• **Excerpts from a point labeling dataset**:
↓

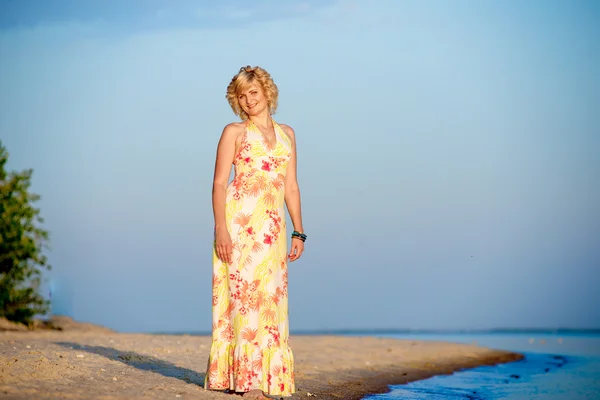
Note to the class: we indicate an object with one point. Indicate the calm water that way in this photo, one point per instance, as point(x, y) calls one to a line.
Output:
point(565, 366)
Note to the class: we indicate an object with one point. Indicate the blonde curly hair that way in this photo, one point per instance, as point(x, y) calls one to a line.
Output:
point(247, 76)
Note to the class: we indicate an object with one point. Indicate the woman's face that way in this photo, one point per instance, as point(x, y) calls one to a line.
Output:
point(253, 100)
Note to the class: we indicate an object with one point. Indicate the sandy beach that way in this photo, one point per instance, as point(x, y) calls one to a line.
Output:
point(101, 364)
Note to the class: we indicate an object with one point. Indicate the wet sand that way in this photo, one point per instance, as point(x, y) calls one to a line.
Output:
point(109, 365)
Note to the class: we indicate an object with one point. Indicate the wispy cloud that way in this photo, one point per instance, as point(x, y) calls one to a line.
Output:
point(150, 14)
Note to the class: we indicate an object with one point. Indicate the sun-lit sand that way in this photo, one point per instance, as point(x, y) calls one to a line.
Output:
point(100, 364)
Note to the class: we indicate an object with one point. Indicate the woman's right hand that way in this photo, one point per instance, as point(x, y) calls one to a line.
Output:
point(223, 245)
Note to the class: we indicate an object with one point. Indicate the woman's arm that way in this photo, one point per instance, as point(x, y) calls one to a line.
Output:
point(292, 196)
point(224, 160)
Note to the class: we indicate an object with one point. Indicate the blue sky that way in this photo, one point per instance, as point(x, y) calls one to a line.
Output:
point(448, 155)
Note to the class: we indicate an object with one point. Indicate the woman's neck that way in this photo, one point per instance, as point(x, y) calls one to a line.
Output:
point(263, 119)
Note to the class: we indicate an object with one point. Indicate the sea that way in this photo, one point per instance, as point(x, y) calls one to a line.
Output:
point(557, 365)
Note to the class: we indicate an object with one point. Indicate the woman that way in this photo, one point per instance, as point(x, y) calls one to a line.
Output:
point(250, 351)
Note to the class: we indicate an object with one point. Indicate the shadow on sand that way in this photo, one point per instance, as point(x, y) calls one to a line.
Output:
point(142, 362)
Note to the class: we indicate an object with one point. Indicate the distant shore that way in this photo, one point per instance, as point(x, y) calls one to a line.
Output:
point(99, 363)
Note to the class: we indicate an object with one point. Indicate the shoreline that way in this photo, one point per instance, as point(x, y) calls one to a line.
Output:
point(112, 365)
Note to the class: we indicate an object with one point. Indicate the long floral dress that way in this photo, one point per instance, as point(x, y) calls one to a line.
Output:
point(250, 347)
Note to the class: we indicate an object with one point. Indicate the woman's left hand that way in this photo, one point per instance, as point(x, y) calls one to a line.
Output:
point(296, 250)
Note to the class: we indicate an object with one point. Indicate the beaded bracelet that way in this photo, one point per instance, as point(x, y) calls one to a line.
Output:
point(299, 235)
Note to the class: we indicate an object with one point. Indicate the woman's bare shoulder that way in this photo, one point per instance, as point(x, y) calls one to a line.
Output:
point(234, 129)
point(288, 130)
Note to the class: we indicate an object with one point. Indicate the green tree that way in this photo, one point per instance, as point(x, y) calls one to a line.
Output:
point(22, 242)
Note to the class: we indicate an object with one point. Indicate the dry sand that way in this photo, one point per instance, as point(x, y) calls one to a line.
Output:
point(98, 364)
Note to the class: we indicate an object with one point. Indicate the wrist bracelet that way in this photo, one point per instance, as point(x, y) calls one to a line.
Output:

↑

• **Goal**:
Rewrite every line of the records above as a numbered list, skipping blank lines, and leave the pictures out of your answer.

• **Response**:
1. Note to the class: we indicate an object with one point. Indicate the calm water that way in this photo, one point per instance, as point(x, y) calls one to a line.
2. Output:
3. point(565, 366)
4. Note to the class: we indicate an object with one point. Indicate the blonde curly hair that way in this photo, one point per instance, as point(x, y) calls one to a line.
5. Output:
6. point(247, 76)
7. Note to the class: we indicate an object with one point. Indicate the woman's face that way in this photo, one point per instance, as point(x, y) calls one to a line.
8. Output:
9. point(253, 100)
10. Note to the class: we indicate an object with one point. Indicate the sandy beach that way in this photo, one point per instance, as point(x, y) calls one to a line.
11. Output:
12. point(101, 364)
13. Note to the class: we indicate an object with one point. Indicate the wet sand that way in this photo, one point per instance, as point(x, y) calls one to a line.
14. Output:
15. point(109, 365)
16. Note to the class: we indicate an object with one point. Indicate the wispy cloud that way in this photo, one point per instance, as point(x, y) calls one to a line.
17. Output:
18. point(150, 14)
19. Note to the class: we indicate an object with one point. Indicate the sun-lit sand that way in this photo, one point per instance, as point(x, y) calls one to a line.
20. Output:
21. point(100, 364)
22. Note to the class: we indicate an object with one point. Indicate the woman's right hand that way in this photo, one point per instance, as point(x, y) calls one to a line.
23. Output:
24. point(223, 245)
25. Note to the class: we indicate an object with one point. Indicate the woman's arm that way in this photo, one point per instance, as point(x, y) calls one to a line.
26. Output:
27. point(292, 196)
28. point(224, 160)
29. Note to the class: we indicate an object with one point. Indicate the blue sky that way in this photo, one point per instance, as point(x, y) calls one to a line.
30. Output:
31. point(448, 155)
32. Note to the class: we indicate an object with one point. Indicate the woman's neck that way in this photo, one point per instance, as point(x, y) calls one to a line.
33. Output:
34. point(263, 119)
35. Note to the class: we indicate an object with one point. Indicate the sea that way in this photo, one point per instance, as point(x, y) calls one to a line.
36. Output:
37. point(557, 365)
38. Note to the class: we indicate an object with one point. Indicate the woman that way in this photo, one point per instance, as point(x, y) calls one to a line.
39. Output:
40. point(250, 351)
41. Note to the class: we indicate an object with one point. Indicate the shadow on sand that way in this photo, one point per instance, as point(x, y) calls one to a line.
42. Output:
43. point(142, 362)
44. Note to the class: we indicate an object with one point. Indicate the distant shore that way in this photo, one point per instance, as point(x, y) calls one to a line.
45. Output:
46. point(99, 363)
47. Note to the class: we indicate an object with one point. Indicate the shoreline that way in this photo, one point per instance, as point(x, y) calls one to a line.
48. Output:
49. point(112, 365)
50. Note to the class: we indicate an object with one point. Indicate the long floral dress that way in this photo, one point per instance, as point(x, y) calls one to a line.
51. Output:
52. point(250, 347)
53. Note to the class: we indicate an object with one point. Indicate the woman's left hand that way in this photo, one point per instance, as point(x, y) calls one to a line.
54. Output:
55. point(296, 250)
56. Note to the class: we indicate an object with one point. Indicate the beaded bracelet that way in this photo, one point per instance, as point(x, y) calls one to a line.
57. Output:
58. point(299, 235)
59. Note to the class: we indicate an object with one point. Indicate the woman's bare shoulder that way in this photo, one point per instance, as point(x, y) calls one to a line.
60. Output:
61. point(234, 129)
62. point(288, 130)
63. Note to the class: we indicate an object with one point. Indicate the green tree that way in this photo, one point per instance, as point(x, y) calls one to a line.
64. Output:
65. point(22, 242)
66. Note to the class: we indicate an object with one point. Indicate the dry sand that way in this photo, one point per instance, as point(x, y) calls one to a line.
67. Output:
68. point(98, 364)
69. Note to the class: we indicate an object with one point. Indicate the wrist bracelet that way in this photo, one point per instance, as point(x, y) calls one to a line.
70. Output:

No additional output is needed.